[ENTRIES SHOWN]
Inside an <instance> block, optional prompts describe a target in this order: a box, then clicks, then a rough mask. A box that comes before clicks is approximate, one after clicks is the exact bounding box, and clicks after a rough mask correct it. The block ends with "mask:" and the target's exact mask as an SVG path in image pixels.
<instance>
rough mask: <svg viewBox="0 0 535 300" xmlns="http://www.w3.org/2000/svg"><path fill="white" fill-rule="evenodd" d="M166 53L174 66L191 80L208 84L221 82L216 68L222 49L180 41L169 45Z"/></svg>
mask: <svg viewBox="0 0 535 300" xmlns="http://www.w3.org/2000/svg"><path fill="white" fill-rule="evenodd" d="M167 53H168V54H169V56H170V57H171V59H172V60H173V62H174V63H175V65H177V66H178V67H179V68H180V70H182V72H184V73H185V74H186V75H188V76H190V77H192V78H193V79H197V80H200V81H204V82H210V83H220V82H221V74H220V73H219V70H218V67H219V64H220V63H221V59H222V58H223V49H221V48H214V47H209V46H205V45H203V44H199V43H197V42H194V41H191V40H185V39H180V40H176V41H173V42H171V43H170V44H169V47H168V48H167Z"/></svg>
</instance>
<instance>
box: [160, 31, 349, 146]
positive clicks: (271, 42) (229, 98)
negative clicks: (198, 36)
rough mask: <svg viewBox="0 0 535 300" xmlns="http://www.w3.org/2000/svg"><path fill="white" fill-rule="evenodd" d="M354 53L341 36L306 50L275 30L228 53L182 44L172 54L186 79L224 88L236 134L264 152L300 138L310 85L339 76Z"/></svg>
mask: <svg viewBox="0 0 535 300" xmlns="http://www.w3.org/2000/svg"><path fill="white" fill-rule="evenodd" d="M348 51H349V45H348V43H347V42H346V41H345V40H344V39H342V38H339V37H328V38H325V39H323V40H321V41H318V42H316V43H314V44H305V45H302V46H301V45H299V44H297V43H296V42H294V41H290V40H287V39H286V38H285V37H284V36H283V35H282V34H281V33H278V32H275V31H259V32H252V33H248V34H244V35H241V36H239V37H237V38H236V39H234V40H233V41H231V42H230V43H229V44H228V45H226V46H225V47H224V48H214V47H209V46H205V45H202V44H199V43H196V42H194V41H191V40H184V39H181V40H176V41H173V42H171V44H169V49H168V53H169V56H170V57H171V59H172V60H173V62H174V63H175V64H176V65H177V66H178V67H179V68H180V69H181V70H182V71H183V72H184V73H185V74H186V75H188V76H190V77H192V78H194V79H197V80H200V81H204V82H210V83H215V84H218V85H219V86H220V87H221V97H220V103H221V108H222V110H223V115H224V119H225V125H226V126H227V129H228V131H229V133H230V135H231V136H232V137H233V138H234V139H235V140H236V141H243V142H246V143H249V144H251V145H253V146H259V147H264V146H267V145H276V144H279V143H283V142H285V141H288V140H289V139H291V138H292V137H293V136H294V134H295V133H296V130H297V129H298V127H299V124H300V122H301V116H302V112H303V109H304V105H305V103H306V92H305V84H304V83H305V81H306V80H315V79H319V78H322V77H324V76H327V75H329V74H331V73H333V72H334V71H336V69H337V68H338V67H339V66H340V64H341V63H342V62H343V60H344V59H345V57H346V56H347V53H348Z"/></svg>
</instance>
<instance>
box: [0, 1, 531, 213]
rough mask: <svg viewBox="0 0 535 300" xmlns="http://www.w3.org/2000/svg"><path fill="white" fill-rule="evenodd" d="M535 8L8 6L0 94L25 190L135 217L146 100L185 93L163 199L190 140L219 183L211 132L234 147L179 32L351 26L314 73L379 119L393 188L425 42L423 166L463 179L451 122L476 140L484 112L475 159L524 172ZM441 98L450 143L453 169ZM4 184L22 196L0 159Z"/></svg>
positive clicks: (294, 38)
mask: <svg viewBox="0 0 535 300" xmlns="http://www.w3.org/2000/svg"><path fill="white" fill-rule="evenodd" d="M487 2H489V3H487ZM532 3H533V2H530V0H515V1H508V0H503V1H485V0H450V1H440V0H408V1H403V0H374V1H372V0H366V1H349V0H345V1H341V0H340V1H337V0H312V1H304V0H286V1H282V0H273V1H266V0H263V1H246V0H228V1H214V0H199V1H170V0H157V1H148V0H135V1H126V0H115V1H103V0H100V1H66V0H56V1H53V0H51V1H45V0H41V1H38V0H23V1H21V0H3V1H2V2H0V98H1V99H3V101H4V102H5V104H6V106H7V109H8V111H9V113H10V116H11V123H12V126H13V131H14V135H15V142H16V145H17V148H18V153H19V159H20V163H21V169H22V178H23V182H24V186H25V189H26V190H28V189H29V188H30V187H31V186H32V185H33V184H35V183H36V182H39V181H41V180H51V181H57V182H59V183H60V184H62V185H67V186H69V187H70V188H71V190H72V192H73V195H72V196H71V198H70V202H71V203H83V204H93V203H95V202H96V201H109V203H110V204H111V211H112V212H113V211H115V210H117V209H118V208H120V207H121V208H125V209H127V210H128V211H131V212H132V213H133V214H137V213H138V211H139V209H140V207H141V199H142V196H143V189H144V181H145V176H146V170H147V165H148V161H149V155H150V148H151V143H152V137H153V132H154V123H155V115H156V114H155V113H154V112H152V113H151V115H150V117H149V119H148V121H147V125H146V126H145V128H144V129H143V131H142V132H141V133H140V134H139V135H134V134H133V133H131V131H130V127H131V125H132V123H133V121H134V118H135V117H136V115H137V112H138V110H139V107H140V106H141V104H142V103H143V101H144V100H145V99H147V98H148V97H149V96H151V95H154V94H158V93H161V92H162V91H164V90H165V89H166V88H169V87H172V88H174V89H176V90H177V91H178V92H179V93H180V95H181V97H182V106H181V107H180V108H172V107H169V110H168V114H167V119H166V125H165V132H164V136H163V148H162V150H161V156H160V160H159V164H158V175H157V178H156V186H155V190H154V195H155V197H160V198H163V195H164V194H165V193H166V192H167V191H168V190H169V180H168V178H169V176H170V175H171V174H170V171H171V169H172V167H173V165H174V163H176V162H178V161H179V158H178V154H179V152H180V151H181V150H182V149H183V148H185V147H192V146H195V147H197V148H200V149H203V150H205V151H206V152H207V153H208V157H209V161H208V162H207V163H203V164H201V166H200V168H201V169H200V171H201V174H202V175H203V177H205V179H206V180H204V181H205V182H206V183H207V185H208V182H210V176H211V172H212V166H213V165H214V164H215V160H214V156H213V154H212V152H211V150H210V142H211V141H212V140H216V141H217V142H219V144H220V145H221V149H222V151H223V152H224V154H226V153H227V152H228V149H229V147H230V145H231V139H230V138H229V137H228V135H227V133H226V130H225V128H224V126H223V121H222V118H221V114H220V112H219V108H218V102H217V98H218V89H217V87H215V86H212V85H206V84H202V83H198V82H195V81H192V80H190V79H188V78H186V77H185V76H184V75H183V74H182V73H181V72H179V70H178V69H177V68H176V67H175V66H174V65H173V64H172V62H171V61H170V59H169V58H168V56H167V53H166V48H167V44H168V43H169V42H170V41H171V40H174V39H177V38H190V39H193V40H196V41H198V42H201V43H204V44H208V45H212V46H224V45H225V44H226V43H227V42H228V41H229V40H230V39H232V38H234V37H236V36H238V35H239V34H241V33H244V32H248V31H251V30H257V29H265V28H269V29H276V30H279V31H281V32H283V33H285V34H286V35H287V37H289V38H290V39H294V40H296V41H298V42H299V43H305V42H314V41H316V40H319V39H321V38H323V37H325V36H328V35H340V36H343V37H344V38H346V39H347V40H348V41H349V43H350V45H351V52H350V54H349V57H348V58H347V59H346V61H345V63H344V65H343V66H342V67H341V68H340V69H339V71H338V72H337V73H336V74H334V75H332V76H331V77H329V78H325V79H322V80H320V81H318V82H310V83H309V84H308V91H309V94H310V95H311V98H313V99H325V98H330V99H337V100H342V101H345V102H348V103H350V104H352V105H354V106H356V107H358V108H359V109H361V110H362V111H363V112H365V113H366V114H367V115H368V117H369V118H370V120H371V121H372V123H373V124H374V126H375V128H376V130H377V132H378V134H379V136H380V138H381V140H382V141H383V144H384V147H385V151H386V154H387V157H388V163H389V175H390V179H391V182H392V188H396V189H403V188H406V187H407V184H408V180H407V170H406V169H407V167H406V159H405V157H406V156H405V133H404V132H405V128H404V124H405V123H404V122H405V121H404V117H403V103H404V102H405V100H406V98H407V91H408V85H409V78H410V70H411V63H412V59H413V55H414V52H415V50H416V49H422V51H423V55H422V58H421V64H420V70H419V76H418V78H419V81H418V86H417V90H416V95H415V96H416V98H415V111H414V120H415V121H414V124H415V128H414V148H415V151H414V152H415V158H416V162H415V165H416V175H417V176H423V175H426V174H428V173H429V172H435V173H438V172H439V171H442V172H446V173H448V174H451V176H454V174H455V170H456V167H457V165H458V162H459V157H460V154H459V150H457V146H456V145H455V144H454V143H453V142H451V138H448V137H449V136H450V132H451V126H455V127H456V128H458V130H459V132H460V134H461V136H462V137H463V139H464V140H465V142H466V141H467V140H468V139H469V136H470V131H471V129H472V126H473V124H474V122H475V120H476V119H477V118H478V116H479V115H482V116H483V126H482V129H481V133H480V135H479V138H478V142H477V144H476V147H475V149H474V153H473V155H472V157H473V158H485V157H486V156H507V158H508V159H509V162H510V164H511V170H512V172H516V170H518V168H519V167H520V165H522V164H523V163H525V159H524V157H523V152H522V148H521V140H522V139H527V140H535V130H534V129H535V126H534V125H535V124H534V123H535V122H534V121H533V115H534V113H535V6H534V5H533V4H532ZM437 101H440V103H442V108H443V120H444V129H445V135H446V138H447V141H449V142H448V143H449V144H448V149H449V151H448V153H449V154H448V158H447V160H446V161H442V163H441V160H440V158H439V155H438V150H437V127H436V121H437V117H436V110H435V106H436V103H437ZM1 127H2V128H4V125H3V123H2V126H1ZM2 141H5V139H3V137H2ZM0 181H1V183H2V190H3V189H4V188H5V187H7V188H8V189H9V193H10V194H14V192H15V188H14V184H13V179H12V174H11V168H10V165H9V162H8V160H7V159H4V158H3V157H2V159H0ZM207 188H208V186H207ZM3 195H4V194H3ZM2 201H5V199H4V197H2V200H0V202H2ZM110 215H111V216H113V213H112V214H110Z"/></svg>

[TASK DIRECTIONS] Copy the material above word for word, taking the first line, the line containing "negative clicks: (198, 36)", and every line between them, and nothing else.

[REPLY TO THE TASK]
Inside an <instance> block, optional prompts describe a target in this order: a box, then clicks, then a rough mask. A box that comes before clicks is approximate, one after clicks is the exact bounding box, and clicks after a rough mask correct it. The block ends with "mask:" and the target's exact mask as an SVG path in image pixels.
<instance>
rough mask: <svg viewBox="0 0 535 300" xmlns="http://www.w3.org/2000/svg"><path fill="white" fill-rule="evenodd" d="M166 53L174 66L191 80L208 84L221 82L216 68L222 49L180 41L169 45Z"/></svg>
mask: <svg viewBox="0 0 535 300" xmlns="http://www.w3.org/2000/svg"><path fill="white" fill-rule="evenodd" d="M167 53H168V54H169V56H170V57H171V59H172V60H173V62H174V63H175V65H177V66H178V67H179V68H180V70H182V72H184V73H185V74H186V75H188V76H190V77H192V78H193V79H197V80H200V81H204V82H210V83H220V82H221V74H220V73H219V70H218V67H219V64H220V63H221V59H222V58H223V49H221V48H214V47H209V46H205V45H203V44H199V43H197V42H194V41H191V40H185V39H180V40H176V41H173V42H171V43H170V44H169V47H168V48H167Z"/></svg>
</instance>
<instance>
box: [160, 31, 349, 146]
positive clicks: (271, 42) (229, 98)
negative clicks: (198, 36)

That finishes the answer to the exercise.